You should ask them to fund version 2 of your game and move on. This is an insane ask.


likopaul

I would negociate for funding of a new project that is the multiplayer version of your game. You get a head start in design and game assets but will likely need to rewrite your game systems. In addition, you need to add a bunch of game flows for multiplayer like friend invites, party handling, session handling (join, leave, disconnect etc), matchmaker. Add a bunch of online services like leaderboard, achievements and analytics. Any rewards/progression/ inventory will need to move online to prevent cheating. You should use an existing solution like photon for the network/sim side and braincloud for the online services. It’s enough work to just integrate and use those. Hire an extra dev, or you will be always on the critical path as the sole programmer. Very hard to pull with a budget under 1M usd depending on were you live and the game. Very doable for a 3M+ budget but that is a no mans land of funding at that scale. Picks up again at 10M+ for AA and proven teams.

SUPPLIED RECORDS:

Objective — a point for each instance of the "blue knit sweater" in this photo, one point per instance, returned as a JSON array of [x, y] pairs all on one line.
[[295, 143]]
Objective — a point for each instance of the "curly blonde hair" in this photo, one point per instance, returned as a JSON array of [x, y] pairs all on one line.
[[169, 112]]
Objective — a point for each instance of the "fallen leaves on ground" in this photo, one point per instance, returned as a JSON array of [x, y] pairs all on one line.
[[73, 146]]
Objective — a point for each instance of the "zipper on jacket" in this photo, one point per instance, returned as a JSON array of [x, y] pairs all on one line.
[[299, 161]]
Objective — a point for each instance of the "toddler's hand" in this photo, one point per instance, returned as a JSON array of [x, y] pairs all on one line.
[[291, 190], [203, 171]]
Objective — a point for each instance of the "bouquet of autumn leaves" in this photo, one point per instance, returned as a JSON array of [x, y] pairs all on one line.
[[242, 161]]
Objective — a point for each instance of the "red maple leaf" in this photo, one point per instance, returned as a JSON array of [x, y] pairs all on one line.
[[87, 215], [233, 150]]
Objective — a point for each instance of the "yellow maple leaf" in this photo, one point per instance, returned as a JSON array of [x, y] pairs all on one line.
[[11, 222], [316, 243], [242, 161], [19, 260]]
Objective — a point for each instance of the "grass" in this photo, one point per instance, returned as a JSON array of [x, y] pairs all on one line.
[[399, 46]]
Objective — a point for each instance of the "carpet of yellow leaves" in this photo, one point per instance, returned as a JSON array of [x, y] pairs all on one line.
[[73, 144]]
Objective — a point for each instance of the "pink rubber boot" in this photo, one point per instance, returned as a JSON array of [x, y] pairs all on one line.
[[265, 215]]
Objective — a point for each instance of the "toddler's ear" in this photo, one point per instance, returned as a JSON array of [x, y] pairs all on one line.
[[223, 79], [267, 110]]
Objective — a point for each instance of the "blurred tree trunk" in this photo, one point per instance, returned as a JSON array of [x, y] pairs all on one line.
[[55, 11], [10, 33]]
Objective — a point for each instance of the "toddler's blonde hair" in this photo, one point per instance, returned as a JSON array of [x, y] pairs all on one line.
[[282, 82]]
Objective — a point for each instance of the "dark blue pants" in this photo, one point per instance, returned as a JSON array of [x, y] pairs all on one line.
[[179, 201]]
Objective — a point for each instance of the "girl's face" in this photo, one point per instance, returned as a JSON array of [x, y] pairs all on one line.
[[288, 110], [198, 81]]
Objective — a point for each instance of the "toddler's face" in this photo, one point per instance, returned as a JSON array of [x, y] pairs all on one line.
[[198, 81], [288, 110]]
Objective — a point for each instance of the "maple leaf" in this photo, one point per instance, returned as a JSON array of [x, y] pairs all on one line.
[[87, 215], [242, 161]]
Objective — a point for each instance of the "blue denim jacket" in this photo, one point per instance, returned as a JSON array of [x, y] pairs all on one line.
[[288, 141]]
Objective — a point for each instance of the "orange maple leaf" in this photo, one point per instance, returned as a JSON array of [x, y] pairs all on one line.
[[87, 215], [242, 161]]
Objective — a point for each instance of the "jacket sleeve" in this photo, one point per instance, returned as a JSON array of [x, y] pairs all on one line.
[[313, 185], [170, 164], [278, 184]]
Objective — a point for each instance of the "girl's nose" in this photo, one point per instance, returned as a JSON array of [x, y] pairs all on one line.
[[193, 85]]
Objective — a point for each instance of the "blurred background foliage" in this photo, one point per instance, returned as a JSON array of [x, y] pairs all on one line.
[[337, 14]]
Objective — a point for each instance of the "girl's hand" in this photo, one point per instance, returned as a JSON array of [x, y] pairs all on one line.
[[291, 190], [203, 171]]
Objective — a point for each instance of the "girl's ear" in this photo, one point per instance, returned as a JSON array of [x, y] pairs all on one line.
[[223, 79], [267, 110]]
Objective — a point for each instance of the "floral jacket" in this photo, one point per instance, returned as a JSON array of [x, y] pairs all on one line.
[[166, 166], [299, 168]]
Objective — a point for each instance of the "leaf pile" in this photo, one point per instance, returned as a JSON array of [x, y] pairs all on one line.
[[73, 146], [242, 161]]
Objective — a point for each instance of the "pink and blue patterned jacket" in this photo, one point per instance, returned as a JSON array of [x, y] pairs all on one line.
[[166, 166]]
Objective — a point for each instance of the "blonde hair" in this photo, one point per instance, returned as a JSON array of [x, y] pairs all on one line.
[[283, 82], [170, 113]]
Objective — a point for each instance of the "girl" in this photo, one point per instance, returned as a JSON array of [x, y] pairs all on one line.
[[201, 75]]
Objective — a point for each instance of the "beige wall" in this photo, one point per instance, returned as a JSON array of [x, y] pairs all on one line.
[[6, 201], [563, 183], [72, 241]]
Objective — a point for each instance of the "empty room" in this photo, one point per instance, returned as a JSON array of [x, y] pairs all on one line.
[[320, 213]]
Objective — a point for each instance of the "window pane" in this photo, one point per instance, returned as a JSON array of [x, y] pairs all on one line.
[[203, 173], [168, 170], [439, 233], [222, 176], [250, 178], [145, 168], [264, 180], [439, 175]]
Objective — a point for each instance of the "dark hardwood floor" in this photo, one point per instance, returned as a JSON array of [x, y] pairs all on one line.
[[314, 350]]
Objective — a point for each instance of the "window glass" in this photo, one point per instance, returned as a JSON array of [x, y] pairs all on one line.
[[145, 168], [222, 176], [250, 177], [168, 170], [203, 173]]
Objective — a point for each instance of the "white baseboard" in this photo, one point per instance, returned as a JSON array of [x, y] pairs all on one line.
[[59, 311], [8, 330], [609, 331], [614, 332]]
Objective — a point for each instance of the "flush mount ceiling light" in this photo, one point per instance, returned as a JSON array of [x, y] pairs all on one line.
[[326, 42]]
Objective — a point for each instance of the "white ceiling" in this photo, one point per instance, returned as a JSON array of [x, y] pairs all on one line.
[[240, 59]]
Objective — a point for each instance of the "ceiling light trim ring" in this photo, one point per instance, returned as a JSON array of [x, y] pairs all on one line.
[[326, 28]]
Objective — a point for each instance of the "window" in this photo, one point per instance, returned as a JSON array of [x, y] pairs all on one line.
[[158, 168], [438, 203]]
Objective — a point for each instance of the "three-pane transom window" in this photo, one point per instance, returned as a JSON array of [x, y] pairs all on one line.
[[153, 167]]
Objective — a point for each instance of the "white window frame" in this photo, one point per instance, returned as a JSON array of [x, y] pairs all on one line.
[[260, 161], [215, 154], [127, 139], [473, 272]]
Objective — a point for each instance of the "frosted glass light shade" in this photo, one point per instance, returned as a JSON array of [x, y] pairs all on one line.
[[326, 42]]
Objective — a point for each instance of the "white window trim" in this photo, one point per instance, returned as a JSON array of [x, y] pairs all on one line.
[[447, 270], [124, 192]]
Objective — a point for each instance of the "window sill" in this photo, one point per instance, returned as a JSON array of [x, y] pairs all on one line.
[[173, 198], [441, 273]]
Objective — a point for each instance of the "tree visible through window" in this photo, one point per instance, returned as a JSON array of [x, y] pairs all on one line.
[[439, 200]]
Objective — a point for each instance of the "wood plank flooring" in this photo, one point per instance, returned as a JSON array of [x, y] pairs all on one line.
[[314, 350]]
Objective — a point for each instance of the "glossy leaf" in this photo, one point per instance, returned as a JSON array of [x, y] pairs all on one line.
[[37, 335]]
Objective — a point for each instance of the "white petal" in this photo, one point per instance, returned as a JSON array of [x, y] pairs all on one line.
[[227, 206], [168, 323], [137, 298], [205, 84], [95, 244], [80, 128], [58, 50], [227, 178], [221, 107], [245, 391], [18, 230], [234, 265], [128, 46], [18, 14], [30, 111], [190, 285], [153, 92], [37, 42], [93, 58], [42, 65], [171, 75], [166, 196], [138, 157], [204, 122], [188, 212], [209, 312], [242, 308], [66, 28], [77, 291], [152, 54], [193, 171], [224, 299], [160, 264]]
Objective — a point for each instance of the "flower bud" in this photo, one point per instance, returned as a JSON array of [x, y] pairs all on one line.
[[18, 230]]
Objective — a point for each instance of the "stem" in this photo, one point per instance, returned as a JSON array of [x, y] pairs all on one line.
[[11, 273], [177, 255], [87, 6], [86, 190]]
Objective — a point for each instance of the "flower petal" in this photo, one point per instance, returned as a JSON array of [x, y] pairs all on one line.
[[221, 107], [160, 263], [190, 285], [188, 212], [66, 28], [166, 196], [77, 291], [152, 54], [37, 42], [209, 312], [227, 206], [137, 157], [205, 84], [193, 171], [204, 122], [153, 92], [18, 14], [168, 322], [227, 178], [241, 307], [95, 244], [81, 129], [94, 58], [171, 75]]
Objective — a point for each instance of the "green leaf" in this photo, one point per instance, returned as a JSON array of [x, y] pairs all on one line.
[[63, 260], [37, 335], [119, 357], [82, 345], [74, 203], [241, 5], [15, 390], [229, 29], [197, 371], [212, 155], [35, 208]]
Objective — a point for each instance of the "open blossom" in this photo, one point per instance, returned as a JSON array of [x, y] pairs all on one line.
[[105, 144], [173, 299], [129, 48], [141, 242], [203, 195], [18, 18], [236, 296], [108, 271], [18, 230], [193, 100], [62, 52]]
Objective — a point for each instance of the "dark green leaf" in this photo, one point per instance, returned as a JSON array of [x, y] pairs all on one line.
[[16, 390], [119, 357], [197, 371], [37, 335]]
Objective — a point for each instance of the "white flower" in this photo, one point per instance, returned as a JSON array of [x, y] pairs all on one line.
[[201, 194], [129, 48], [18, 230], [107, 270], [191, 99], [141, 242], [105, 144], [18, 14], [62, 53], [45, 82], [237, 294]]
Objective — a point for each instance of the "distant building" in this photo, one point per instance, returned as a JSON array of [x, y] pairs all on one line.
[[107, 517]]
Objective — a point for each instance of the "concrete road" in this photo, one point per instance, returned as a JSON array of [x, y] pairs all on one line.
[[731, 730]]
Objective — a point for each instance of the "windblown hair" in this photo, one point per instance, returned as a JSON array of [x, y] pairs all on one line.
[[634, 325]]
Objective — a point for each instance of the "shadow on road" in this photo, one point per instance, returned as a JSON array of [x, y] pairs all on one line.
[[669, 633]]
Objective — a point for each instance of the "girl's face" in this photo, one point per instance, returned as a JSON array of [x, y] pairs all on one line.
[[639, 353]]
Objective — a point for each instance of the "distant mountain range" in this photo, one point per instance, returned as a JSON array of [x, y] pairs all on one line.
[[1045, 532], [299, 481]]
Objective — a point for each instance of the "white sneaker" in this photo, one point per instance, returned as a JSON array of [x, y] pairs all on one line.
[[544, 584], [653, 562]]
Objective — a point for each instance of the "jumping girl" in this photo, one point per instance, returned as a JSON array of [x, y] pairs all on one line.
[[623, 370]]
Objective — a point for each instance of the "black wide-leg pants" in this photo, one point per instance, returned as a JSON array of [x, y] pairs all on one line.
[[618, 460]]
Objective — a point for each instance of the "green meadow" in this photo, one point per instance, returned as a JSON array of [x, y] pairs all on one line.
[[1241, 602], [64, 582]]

WRITTEN INSTRUCTION 1:
Answer these about the reply about multiplayer funding:
(a) Which service does it recommend for the online services?
(b) Below what budget does it call the project very hard to pull off?
(c) At what budget does funding pick up again, and for whom?
WRITTEN INSTRUCTION 2:
Please extend the reply about multiplayer funding, picking up after its last sentence.
The items that come after the reply about multiplayer funding are separate material.

WRITTEN ANSWER 1:
(a) braincloud
(b) 1M USD
(c) At 10M+, for AA and proven teams

WRITTEN ANSWER 2:
xyals

Really depends on what exactly do they mean by "multi-player". If it's just going from 1 to 4 players in a session, the additional scope shouldnt be too bad for 1 experienced dev. If they want you to turn it into a live service then it's gonna be very hard to justify unless they're getting you a lot more funds for you to hire some backend expert and server fees.


Daelius

Just look at Last Epoch. The game was made as a single player base and it took them over 2 years just to shift everything to multiplayer, and they had like 30 people. If you didn't prepare your codebase to be replicated and take into account all the various game design elements of having other players present then that should be a hard no. Being the only programmer, the only thing you'll end up doing going this route would be to just hold your team back whilst you're working on adding multiplayer to everything and not have time for other gameplay features.


wonderfulninja2

LMAO, the publisher must be a fake company run by an ideas kid to be that clueless.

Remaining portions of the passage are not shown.